• 原文:
===============

除了以上塑造小人物时突出的环境、性格、能力之外,编剧在勾勒小人物时总会涉及到一个点,即设计小人物的情感点。无一例外,这些晦暗的小人物都会有些打动观众情感点的设计。例如在《南方车站的聚会》中,周泽农在命悬一线之际,想到的是让自己的妻子举报他,把30万的奖金留给自己的儿子和妻子。作为杀人不眨眼的暗黑力量的猫眼也会有极其呵护自己的同胞兄弟猫耳的一面。陪泳女刘爱爱在被人利用和支配中,在与周泽农和妻子的相处中,渐渐对周泽农及其妻子生出了恻隐之心。这些生活在阴沟里的小人物,贪婪粗鄙、唯利是图,但是一旦让他们抱团取暖,产生了怜悯和同情之心时,观众便随之对其产生更多同情和悲悯,这个小人物就不单单是被戏剧抽象了的一个脸谱,而会让人感受到他们是真实存在的人。在《寄生虫》中也一样,一家四口设计一步一步成为富人家的一部分,说他们一家的抱团取暖也好,沆瀣一气也罢,那种一家人不离不弃是非常有感染力的。如观众跟随着他们的计谋,尤其是看到因为富人家提前回家,大雨天他们一家人不得不像阴沟里的老鼠狼狈地从富人家偷偷逃窜,回到那个被雨水淹没的地下室,观众看着他们狼狈、哭泣的模样,不禁心头一震。这两部电影在人物情感点的塑造上是有相同之处的,他们明明在做着不符合社会道德的事情,但是却因为其中情感点的设置,让观众会心生悲悯,甚至产生希望他们最终的计划和愿望实现的情绪和冲动。晦暗小人物的成功塑造是让人又爱又恨的,恨他们的凶残,恨他们伤害他人突破社会道德的底线,爱他们的真实和大胆,那种以牺牲自己生命去同桎梏着他的命运去搏斗的精神。

===============

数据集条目

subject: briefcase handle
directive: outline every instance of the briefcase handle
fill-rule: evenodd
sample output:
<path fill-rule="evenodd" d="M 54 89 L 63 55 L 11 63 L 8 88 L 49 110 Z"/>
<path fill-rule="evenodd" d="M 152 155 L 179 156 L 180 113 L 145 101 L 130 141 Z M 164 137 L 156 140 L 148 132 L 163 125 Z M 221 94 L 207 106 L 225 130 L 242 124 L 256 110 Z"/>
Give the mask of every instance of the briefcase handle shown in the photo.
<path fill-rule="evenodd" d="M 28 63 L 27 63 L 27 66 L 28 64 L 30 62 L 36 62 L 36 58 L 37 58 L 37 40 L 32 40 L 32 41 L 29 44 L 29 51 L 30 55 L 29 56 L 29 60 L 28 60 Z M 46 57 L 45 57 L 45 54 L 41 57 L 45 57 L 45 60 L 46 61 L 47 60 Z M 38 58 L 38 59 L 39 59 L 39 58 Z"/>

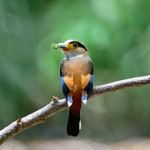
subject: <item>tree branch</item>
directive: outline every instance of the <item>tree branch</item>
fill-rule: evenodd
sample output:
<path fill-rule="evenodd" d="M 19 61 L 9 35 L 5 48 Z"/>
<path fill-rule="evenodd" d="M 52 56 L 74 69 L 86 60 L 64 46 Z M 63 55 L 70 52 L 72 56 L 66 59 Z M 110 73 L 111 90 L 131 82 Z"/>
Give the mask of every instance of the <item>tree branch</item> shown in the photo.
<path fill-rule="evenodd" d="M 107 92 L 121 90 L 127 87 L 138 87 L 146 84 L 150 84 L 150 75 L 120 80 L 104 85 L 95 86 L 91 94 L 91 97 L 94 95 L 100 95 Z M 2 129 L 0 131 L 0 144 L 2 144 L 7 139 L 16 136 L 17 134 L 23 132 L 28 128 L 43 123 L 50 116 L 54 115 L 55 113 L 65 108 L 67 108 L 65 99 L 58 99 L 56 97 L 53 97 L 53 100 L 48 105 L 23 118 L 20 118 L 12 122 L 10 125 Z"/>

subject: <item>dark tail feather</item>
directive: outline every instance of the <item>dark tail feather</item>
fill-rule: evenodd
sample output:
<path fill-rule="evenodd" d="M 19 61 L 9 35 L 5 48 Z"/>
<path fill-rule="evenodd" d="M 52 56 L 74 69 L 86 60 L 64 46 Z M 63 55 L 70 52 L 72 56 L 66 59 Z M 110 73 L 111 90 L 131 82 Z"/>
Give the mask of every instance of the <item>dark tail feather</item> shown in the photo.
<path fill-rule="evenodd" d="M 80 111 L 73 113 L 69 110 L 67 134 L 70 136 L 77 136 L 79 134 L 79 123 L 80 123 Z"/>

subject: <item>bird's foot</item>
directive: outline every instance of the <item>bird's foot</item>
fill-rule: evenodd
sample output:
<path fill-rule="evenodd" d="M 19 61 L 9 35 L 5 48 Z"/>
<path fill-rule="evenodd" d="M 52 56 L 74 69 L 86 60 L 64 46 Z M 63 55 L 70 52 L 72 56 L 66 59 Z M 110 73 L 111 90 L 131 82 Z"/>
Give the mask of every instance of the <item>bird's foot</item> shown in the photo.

===============

• 必做任务:
(1) 据原文,《南方车站的聚会》中的周泽农在命悬一线之际想到了什么?
(2) 请接着这篇论晦暗小人物塑造的原文最后一句往下写一段。
这些记录是独立于原文的另一份材料。

• 输出结果:
(1) 他想让妻子举报他,把30万的奖金留给儿子和妻子。

(2)
分析到这里,需要特别提及这种小人物身上的精神的落脚点是极为重要的。这就是《南方车站的聚会》大大逊色于《寄生虫》的地方。《寄生虫》的最后一家人的计划执行依旧天衣无缝,在富人家儿子的生日派对上,因之前被挤走保姆的丈夫持刀报复一家四口杀了穷人家的女儿,最后父亲目睹了富人家男主人对穷人生命的不屑,在光天化日之下亲手刺杀了富人家的男主人。这反映了父亲对富人阶级赤裸裸的反抗,这一举动是人物内心的觉醒,它可能不是持久的,但它那一瞬间爆发的力量是无穷的。而《南方车站的聚会》中,在对作为主角的周泽农的人物刻画上缺乏生动的细节,同时最缺乏的就是最后一瞬间的展现。在这个电影中,导演在接受采访时表明自己希望传达的是一种他人旁观的感觉。但是这种感觉的传达并没有处理得很好,传达感觉不代表就是模糊人物性格。《南方车站的聚会》对作为主角的周泽农的人物塑造较弱,与《寄生虫》相比高低立判。而这部电影主要问题是周泽农在实现自己目标过程中除了遭遇背叛、警察围堵、仇家追杀的外界阻碍,他内心的阻碍展露得太少。罗伯特·麦基在他的《故事》一书中写道,人物设计开始于两个主要方面的安排,人物塑造和人物真相。塑造是种手段,而真相往往最冲击人心。《寄生虫》中塑造的小人物是贪婪粗鄙的,但当到达电影高潮时那颗感受到要维护自尊的心,就是一种人物真相。周泽农的人物塑造与其相比就缺乏人物真相,而导致没有突出性格特质和人物精神,这样的主角是无法带领观众享受到他的人性高光时刻。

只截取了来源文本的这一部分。